___ DOCUMENT TEXT ___

OpenAI on Wednesday unveiled Jalapeño, its first custom artificial intelligence chip, giving a spicy name to a project that could reshape how the company powers ChatGPT and future AI products.
Developed with Broadcom, the chip is designed specifically for large language model inference—the process that generates responses to user prompts—and marks OpenAI's most significant move yet toward controlling more of the hardware stack behind its AI models.
"Jalapeño is part of our long-term, full-stack infrastructure strategy to make compute more abundant, resulting in AI which is faster, more reliable, more affordable for people and businesses, and can be used to solve more important problems," OpenAI President Greg Brockman said in a statement. “By designing more of the stack ourselves, we can serve more intelligence with greater efficiency and keep pushing advanced AI toward broader access.”
Unlike many AI chips designed to handle a wide range of computing tasks, Jalapeño was built specifically to run chatbots and other AI systems powered by large language models. OpenAI said early versions of the chip are already being tested in its labs, including with GPT-5.3-Codex-Spark. The company claims Jalapeño can deliver more computing power while using less energy than today's leading AI chips, though it has not yet released benchmark results.

___

Please repeat word for word everything in the piece on OpenAI's Jalapeño chip from "Developed with Broadcom, the" down to "its AI models.".

___ INPUT DATA ___

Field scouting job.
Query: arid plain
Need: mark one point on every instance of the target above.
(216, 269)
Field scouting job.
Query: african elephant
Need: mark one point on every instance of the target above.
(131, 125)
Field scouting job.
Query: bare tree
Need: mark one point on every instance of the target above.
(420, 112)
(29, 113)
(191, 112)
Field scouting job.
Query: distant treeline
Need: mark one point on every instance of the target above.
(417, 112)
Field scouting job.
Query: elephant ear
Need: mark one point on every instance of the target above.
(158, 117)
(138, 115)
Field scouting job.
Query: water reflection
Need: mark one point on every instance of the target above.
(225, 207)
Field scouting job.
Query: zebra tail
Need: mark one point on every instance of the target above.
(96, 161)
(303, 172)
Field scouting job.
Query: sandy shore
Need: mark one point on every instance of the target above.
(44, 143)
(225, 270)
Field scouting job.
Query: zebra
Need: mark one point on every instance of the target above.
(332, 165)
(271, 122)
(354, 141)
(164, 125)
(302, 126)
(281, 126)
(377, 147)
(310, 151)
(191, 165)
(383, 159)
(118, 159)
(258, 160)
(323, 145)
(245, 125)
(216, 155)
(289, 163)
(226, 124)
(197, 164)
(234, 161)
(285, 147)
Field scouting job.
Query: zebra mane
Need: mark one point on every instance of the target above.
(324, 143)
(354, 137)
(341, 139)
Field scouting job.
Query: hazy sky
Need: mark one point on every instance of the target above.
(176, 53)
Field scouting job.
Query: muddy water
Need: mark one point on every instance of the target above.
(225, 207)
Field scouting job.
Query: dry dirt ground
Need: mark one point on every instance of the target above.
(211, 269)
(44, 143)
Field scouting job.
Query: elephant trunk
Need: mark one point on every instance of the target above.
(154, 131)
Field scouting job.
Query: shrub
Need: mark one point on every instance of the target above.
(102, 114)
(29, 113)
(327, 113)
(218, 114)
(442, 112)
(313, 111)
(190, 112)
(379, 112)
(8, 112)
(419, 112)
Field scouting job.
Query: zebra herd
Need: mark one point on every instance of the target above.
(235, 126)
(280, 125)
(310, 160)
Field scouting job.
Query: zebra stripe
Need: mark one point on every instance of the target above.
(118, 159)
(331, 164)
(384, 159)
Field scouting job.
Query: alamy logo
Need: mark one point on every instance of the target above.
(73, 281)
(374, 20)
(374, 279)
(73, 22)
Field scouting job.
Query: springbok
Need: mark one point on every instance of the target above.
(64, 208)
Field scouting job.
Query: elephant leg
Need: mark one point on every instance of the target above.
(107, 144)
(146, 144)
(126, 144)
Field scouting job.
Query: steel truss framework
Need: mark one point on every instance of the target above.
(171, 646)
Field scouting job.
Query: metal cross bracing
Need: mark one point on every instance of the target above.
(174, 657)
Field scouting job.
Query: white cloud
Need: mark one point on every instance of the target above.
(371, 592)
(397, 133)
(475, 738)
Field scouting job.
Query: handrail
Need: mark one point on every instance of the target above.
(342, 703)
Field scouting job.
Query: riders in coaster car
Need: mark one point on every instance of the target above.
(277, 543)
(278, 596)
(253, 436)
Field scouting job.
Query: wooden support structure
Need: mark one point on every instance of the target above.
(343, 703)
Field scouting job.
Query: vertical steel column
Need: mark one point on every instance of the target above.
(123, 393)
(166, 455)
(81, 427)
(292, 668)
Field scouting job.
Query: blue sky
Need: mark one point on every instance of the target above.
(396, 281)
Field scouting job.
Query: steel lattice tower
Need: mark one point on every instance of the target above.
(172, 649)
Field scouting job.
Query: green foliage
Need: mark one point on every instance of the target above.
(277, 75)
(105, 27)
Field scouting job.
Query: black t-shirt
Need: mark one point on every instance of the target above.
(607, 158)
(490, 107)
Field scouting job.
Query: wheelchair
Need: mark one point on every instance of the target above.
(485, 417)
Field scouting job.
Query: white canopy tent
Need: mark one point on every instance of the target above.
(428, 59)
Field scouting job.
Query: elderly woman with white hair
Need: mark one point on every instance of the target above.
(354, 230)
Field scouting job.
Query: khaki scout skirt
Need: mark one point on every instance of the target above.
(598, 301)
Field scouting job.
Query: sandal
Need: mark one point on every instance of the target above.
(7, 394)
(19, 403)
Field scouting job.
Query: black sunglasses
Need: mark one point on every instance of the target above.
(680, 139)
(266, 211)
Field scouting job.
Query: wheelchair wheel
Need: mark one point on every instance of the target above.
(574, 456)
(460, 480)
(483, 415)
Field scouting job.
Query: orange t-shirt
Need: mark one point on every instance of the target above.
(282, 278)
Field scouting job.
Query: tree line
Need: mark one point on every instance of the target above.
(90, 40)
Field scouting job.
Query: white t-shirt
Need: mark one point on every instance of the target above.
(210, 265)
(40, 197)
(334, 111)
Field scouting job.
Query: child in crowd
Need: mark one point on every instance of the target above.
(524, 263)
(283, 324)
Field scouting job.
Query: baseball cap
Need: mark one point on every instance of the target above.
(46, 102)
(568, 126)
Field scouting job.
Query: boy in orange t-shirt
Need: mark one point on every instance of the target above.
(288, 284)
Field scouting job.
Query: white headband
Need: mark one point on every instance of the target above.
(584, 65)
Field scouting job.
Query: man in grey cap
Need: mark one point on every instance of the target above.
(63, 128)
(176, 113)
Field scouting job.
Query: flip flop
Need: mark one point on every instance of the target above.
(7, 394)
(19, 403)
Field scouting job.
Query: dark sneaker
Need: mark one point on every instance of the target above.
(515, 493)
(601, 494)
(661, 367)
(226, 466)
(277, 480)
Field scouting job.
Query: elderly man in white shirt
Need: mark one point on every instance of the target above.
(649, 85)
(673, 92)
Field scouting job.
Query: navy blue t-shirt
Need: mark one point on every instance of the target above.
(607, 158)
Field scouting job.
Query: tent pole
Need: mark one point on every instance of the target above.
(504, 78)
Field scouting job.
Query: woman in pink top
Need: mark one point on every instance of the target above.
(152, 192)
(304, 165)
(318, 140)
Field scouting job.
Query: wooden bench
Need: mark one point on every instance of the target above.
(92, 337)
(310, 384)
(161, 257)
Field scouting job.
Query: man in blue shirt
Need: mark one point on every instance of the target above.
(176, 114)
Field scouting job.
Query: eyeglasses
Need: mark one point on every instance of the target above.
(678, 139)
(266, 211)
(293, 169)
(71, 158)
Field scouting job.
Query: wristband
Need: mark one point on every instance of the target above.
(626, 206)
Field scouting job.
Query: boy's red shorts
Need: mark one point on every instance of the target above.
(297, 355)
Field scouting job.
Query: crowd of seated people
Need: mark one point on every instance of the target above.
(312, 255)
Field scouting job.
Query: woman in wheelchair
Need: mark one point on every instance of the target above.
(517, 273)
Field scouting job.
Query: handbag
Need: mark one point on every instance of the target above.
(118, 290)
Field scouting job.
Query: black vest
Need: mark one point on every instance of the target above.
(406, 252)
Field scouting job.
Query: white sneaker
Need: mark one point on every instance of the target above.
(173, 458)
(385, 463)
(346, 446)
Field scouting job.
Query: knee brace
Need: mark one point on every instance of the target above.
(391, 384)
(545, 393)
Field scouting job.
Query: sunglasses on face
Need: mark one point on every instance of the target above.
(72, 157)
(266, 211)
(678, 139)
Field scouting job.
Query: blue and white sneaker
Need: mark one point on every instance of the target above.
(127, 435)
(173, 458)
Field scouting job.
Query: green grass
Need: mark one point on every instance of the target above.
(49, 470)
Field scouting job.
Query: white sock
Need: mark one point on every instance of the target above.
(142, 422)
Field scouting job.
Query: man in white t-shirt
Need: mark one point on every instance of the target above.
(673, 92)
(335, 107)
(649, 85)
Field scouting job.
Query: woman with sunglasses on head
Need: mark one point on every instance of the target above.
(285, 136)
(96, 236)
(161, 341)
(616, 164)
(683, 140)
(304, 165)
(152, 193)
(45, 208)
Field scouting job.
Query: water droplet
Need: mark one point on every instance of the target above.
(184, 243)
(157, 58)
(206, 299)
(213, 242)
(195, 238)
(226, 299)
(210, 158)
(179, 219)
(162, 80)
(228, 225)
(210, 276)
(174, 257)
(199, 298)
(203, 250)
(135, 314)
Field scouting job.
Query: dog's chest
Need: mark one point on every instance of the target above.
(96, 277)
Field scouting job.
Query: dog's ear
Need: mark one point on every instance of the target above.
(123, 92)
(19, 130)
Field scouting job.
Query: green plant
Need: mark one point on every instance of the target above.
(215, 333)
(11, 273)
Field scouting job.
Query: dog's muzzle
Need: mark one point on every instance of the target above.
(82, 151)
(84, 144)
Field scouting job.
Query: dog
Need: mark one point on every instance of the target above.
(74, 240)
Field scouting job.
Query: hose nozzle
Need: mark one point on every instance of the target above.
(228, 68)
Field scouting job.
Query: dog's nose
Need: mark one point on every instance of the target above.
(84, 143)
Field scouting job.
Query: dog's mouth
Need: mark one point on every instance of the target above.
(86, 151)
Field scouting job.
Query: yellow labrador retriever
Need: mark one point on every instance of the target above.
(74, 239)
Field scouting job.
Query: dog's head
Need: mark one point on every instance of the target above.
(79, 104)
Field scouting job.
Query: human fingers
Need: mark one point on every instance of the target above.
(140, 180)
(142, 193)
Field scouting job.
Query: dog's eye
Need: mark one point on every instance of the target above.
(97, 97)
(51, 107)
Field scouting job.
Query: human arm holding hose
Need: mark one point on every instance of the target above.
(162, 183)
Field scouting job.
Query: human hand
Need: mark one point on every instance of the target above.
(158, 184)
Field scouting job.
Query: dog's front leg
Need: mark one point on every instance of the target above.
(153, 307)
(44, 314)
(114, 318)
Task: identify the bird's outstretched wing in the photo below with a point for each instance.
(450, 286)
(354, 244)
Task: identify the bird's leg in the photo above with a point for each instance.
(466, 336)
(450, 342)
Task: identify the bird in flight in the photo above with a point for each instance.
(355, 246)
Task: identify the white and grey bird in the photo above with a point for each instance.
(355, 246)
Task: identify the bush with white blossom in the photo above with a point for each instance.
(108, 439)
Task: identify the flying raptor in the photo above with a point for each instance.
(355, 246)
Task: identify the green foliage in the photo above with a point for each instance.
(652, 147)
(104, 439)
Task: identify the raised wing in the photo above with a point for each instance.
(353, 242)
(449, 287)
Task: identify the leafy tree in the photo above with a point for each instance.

___

EXERCISE ANSWER ::
Developed with Broadcom, the chip is designed specifically for large language model inference—the process that generates responses to user prompts—and marks OpenAI's most significant move yet toward controlling more of the hardware stack behind its AI models.